_Using the information_:
1. In the essay on the Jesuits and fired LGBTQ employees, why did the writer turn to an open letter to Pope Francis? Answer in one to three sentences.
2. Do the following statements agree with the essay on the Jesuits and fired LGBTQ employees? For each one, answer yes or no and quote the words of the essay that decide it.
(a) The writer mailed hard copies of the letter to Pope Francis and Fr. Adolfo Nicholas in July.
(b) Pope Francis phoned the writer after the letter arrived.
(c) The writer practices clinical social work in the Bronx.
3. According to the essay on the Jesuits and fired LGBTQ employees, how many homeless LGBTQ youth are estimated to live in America?

_Text for analysis_:
In other words, these gay Jesuits are living better lives than the estimated 320,000 to 400,000 homeless LGBTQ youth in America. Why they don’t speak up is beyond me. Which is why I left the Church in protest over its continued ill treatment of LGBTQ Christians and non-Christians.

My final coming out in the Jesuits came last spring; it was 2014, months after I learned about the firing of heroes like Nicholas Coppola and Colleen Simon from two of our Jesuit institutions. Coppola and Simon are married to partners of the same sex.

I contacted my superior, and other leaders of the Jesuits and started a conversation about justice and equality. I said, we have to do something, we must stand up publicly against the firing of LGBTQ employees and volunteers.

I realized nothing would be done, as such I penned an open letter to Pope Francis.

In it I asked him to help save my vocation by calling for an end to the firing of LGBTQ employees and volunteers. I questioned why he would allow the United States Conference of Catholic Bishops to fire people, and bring them closer to poverty, some of whom make less than $15 an hour (without health care).

In July, I mailed Pope Francis and the Jesuit Superior General Fr. Adolfo Nicholas hard copies of the letter. They never responded. I thought: Wasn’t this the era of “Who am I to judge?”

But the pope who called so many others never called me. Of course, I wasn’t as naive as to think this problem would be solved in one phone call. But that’s the impression the pope gives—that any one statement ushered by him solves problems that have had negative consequences for millennia. To me, that is the Francis defect.

Employees and volunteers like Coppola and Simon were fired for who they are. Even as Pope Francis prepares to visit the United States, the United States Conference of Catholic Bishops is intolerantly strident in its opposition to Francis’s liberalism. Look at the Archdiocese of San Francisco’s recent proposal to implement morality clauses in employment contracts.

The pope and the Society of Jesus must reinstate men and women who have been fired from jobs (and volunteer activities). This is not some radical ideal. After all, this pope has changed the discourse about human nature, and while the tone is fresh and new the substance must match that spirit.

As I look into doctoral programs in theology, I practice clinical social work for a major nonprofit in the Bronx. I work with teenage boys who are bullied by the peers, negatively labeled as gay or called “faggots.”

_Supplied records_:

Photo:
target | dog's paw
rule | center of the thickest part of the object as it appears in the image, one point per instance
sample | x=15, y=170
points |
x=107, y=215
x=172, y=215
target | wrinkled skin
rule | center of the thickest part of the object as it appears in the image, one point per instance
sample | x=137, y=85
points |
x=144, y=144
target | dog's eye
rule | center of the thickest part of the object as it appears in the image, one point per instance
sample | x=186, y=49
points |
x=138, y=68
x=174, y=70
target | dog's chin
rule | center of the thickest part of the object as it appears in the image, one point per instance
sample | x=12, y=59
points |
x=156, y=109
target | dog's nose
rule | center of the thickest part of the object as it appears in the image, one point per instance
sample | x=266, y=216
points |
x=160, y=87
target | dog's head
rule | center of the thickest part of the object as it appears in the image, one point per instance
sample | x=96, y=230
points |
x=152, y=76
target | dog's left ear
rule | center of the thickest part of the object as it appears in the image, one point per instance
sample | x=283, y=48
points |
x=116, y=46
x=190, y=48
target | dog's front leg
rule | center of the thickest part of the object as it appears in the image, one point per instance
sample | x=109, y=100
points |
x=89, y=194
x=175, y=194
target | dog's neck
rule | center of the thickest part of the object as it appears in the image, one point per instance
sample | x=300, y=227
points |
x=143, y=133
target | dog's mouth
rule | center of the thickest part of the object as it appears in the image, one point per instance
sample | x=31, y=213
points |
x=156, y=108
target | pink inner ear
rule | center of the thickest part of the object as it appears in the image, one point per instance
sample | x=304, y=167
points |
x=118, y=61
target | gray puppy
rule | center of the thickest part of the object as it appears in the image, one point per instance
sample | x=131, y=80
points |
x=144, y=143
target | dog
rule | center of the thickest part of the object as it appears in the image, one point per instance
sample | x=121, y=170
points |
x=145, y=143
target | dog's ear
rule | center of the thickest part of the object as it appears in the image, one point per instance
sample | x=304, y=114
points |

_Answers to this exercise_:
1. The writer had contacted a superior and other Jesuit leaders and urged them to stand up publicly against the firing of LGBTQ employees and volunteers. When it became clear that nothing would be done, the writer wrote the open letter to Pope Francis.

2.
(a) Yes: "In July, I mailed Pope Francis and the Jesuit Superior General Fr. Adolfo Nicholas hard copies of the letter."
(b) No: "But the pope who called so many others never called me."
(c) Yes: "I practice clinical social work for a major nonprofit in the Bronx."

3. An estimated 320,000 to 400,000.